▼

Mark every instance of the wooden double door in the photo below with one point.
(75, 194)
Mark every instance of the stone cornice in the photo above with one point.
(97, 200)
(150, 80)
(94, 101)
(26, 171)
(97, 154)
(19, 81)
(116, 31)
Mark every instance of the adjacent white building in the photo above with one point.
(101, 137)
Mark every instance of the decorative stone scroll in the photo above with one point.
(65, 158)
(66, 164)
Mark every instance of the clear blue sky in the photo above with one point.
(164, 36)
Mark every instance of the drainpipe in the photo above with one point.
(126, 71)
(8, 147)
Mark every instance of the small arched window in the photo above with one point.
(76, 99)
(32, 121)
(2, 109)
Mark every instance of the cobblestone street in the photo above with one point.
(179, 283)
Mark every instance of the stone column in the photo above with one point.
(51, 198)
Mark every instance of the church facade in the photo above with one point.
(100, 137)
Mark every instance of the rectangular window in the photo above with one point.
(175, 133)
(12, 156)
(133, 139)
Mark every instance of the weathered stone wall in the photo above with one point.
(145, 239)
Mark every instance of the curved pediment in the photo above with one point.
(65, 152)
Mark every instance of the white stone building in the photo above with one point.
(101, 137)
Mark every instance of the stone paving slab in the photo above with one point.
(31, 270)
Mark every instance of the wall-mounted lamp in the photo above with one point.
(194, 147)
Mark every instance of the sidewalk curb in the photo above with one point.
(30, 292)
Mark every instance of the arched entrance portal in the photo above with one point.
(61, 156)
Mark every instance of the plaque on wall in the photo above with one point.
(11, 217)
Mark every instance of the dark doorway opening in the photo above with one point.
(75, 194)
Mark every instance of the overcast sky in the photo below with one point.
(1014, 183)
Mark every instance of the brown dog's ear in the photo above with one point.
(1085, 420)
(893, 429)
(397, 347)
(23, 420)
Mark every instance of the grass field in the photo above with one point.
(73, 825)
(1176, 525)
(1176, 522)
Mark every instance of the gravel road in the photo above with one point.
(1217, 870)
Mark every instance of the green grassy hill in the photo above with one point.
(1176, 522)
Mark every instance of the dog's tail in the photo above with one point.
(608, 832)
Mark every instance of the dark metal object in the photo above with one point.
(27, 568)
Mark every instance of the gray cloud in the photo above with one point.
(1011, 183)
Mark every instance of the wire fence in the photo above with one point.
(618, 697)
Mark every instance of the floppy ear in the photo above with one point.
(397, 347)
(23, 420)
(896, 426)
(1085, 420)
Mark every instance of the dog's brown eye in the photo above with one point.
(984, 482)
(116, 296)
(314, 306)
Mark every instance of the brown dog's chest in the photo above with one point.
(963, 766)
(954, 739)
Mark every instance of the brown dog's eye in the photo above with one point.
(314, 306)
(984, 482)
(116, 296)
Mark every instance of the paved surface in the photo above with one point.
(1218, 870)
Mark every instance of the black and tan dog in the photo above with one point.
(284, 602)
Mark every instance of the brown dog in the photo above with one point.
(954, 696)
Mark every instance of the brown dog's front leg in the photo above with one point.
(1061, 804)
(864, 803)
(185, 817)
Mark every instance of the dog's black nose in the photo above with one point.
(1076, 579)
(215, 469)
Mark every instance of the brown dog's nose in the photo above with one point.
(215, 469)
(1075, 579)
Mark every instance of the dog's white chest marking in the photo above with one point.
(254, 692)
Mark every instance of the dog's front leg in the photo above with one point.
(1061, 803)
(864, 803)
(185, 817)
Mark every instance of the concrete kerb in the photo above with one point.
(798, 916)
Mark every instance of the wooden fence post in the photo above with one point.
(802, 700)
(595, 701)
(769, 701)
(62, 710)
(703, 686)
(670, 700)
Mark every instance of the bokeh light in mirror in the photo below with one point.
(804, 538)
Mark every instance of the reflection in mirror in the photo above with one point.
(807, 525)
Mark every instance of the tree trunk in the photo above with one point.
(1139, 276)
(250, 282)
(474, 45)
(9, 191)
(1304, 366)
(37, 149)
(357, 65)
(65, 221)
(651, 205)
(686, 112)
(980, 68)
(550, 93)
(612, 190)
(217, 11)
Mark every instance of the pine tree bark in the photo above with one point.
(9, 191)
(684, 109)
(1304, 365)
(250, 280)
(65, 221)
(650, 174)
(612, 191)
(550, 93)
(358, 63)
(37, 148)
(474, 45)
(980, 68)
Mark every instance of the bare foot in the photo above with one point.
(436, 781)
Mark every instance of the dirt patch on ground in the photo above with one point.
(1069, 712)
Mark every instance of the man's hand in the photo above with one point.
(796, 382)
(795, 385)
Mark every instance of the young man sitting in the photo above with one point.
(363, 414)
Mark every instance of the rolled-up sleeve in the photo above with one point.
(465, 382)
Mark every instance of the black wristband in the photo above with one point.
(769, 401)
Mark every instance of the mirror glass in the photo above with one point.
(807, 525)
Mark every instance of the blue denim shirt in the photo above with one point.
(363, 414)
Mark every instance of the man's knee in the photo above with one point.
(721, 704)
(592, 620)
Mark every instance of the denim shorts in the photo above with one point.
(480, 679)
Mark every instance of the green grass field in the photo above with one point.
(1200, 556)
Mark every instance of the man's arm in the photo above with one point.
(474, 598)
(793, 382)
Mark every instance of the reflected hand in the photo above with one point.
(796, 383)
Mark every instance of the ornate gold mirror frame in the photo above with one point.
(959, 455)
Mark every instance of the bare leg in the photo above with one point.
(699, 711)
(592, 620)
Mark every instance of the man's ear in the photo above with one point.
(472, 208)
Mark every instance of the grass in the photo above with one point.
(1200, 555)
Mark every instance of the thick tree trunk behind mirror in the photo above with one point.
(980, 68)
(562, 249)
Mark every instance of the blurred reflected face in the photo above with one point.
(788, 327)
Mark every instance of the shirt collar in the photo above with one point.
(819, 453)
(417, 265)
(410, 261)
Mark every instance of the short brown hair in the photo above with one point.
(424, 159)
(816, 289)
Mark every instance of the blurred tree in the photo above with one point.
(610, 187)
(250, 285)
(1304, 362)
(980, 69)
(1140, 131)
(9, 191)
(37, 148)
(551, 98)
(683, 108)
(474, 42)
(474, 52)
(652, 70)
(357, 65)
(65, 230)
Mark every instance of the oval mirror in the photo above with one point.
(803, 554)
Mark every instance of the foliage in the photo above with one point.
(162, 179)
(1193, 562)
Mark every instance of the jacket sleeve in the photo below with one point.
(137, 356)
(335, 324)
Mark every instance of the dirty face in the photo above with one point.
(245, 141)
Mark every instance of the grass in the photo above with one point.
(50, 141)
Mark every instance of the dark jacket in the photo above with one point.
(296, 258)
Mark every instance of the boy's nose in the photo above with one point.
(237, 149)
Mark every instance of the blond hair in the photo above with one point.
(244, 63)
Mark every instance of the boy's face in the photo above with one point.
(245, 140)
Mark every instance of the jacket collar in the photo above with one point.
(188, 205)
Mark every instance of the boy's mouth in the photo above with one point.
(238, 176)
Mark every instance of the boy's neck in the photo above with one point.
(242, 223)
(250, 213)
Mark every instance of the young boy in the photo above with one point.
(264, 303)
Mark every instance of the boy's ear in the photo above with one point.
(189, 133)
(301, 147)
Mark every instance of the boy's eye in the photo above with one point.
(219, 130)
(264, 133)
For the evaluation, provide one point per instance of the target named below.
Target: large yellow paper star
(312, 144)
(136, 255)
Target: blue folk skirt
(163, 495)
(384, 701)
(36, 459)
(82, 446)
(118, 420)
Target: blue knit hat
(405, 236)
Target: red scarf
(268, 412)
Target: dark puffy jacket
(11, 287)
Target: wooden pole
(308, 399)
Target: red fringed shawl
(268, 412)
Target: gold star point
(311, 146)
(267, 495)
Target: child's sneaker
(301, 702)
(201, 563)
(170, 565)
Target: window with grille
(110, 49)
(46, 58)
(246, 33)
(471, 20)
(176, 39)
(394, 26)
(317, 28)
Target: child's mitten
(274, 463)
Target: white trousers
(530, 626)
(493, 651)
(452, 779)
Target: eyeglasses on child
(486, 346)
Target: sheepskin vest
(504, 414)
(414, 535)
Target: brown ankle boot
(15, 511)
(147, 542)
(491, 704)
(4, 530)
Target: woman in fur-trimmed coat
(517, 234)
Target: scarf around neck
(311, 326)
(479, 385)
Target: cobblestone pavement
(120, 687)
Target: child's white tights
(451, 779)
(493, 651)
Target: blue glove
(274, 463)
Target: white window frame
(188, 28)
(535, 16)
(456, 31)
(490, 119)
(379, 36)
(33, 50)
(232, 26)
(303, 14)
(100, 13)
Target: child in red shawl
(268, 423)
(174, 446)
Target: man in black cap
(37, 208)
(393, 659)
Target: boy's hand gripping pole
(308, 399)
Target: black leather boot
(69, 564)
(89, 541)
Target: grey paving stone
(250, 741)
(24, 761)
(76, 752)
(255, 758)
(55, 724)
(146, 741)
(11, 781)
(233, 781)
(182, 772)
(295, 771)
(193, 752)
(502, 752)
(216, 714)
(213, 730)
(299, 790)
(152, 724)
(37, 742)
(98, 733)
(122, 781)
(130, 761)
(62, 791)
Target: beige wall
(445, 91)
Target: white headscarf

▲

* _Stated goal_: Return, word for word, the part of the listing that opens with the line containing "Target: scarf around neck" and runs through the end of the listing, with both ends included.

* _Reply_:
Target: scarf around neck
(311, 326)
(479, 385)
Target: cobblestone pavement
(120, 687)
Target: child's white tights
(451, 779)
(493, 651)
Target: blue glove
(274, 463)
Target: white window frame
(188, 28)
(535, 16)
(456, 31)
(490, 119)
(379, 36)
(33, 50)
(232, 26)
(303, 14)
(100, 13)
Target: child in red shawl
(268, 423)
(174, 446)
Target: man in black cap
(37, 208)
(393, 659)
Target: boy's hand gripping pole
(308, 399)
Target: black leather boot
(69, 564)
(89, 541)
Target: grey paving stone
(250, 741)
(24, 761)
(76, 752)
(255, 758)
(55, 724)
(146, 741)
(11, 781)
(233, 781)
(182, 772)
(295, 771)
(193, 752)
(502, 752)
(216, 714)
(213, 730)
(299, 790)
(152, 724)
(37, 742)
(98, 733)
(122, 781)
(130, 761)
(62, 791)
Target: beige wall
(445, 91)
Target: white headscarf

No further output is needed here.